■ SOURCE PASSAGE ■
By Buzz Eggleston | Posted: Tuesday, March 26, 2013 10:15 am

Suppose you could take a map of Calaveras County, scrape it clean of 160-plus years of human meddling, and start with a fresh landscape. It would be a blank canvas for you to paint a new, perfect community to suit yourself.

Well, you can’t do that.

Decades of construction, of roads, bridges and water works, mines, homes, patios, pools and gardens, barns and corrals and stores, firehouses and restaurants, and of all the other handiworks of humankind, are fixed in place and they are not going away.

Fixed in place too are all your neighbors, many of whom have a different idea of what constitutes a perfect community and don’t necessarily agree with your idea. And your future neighbors, too, want to have a say, people who bought parcels here in the belief that someday they’ll build their dream home or, in the case of developers, their dream subdivision and shopping mecca, shooting range, motorcycle repair emporium, whatever.

■ CHALLENGES ■
• a. Reproduce the passage of the Calaveras County column that begins with the words containing "Suppose you could" and ends with "can’t do that.".
• b. Resume the Calaveras County column after its final sentence, continuing its discussion of how the county's fixed landscape and differing neighbors shape any vision of a perfect community.

■ DATASET CONTENT ■

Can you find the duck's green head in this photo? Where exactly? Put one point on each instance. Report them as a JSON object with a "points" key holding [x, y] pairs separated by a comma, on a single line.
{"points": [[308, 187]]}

■ TASK-BY-TASK OUTPUTS ■
• a.
Suppose you could take a map of Calaveras County, scrape it clean of 160-plus years of human meddling, and start with a fresh landscape. It would be a blank canvas for you to paint a new, perfect community to suit yourself.

Well, you can’t do that.

• b.
Also just as fixed in place are decades of horribly bad decisions by public officials, of missed opportunities, of good intentions gone awry. We who live here today, and those who come after us, will still pay for those mistakes long after those who made – or profited by – them have turned to dust.

Take the old jail. Built in 1963, it’s an asbestos-ridden bunker, too small and too dangerously designed to meet our needs after a half-century of service. So we’ve built a new, state-of-the-art jail to replace it, committing tens of millions of dollars of borrowed money, and we won’t even get to use all of it because we can’t afford to staff it.

Dennis Downum, the former county sheriff, once said that the county should have imposed a facilities fee on new construction way back when. A one-time levy designed to offset the impact of a new house or other building on public infrastructure – roads, water lines and such – would have paid for the new jail without us having to borrow money. There was never such a levy.

Or take the land-use map drafted as part of the Planning Department’s efforts to prepare a new general plan, the one put on display at last week’s Board of Supervisors meeting. It shows the tiny Ebbetts Pass community of Arnold, population fewer than 4,000, as potentially growing by another 3,923 houses and another 9,376 people in the next 20 years.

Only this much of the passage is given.